原文:
_____
これは芸術についての小説であるとともに性愛についての小説でもあり、同時に海洋冒険小説でもあり、エキゾチックな文物についての小説でもある。二月、日あしが伸びて、雪どけの前触れが感じられるさなかにこれを読んだのは、とてもよい思いつきだった。
英語の本への焼けつくような渇きは、どうにもならない。去年の今頃はウェルズやエドワード・ベラミ、ドイルやオーウェルを読んでいた。ことしは衝動的に、これを書棚から引き抜いた。古本で買ったのは間違いないけど、どこで買ったか。裏表紙に「二〇〇円」の鉛筆書き。
平凡な株の仲買人が、家族を捨て、とつじょ絵描きになる。その機微はとうてい常識でおしはかることができるものではない。パリに隠棲する画家ストリックランドは情欲のおもむくままに、恩人ともいうべき凡庸(だが善良)な絵描きの妻の性的本能を目覚めさせてしまい、死に追いやる。そして貧窮の果てに流れ着くタヒチ。そこでの生計は、ストリックランドが白人であるという一点においてかろうじて成り立っているという意味で、やっぱりこれはコロニアリズム小説でもあるんだろう。そのへん、ぼくは英文学者じゃないから知らない。
_____
抽出レコード:
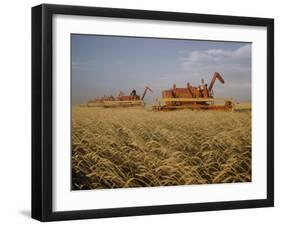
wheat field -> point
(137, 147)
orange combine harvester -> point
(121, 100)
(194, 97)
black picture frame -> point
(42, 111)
_____
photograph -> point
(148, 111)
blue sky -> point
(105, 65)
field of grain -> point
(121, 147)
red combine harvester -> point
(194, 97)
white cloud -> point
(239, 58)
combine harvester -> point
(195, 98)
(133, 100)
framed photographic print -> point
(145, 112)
_____
原文のうち、「これは芸術についての小説であ」を含むところから書き写し始め、「紙に「二〇〇円」の鉛筆書き。」まで写したところで止めて、その部分を一字一句そのまま返してもらえますか。

解答:
これは芸術についての小説であるとともに性愛についての小説でもあり、同時に海洋冒険小説でもあり、エキゾチックな文物についての小説でもある。二月、日あしが伸びて、雪どけの前触れが感じられるさなかにこれを読んだのは、とてもよい思いつきだった。
英語の本への焼けつくような渇きは、どうにもならない。去年の今頃はウェルズやエドワード・ベラミ、ドイルやオーウェルを読んでいた。ことしは衝動的に、これを書棚から引き抜いた。古本で買ったのは間違いないけど、どこで買ったか。裏表紙に「二〇〇円」の鉛筆書き。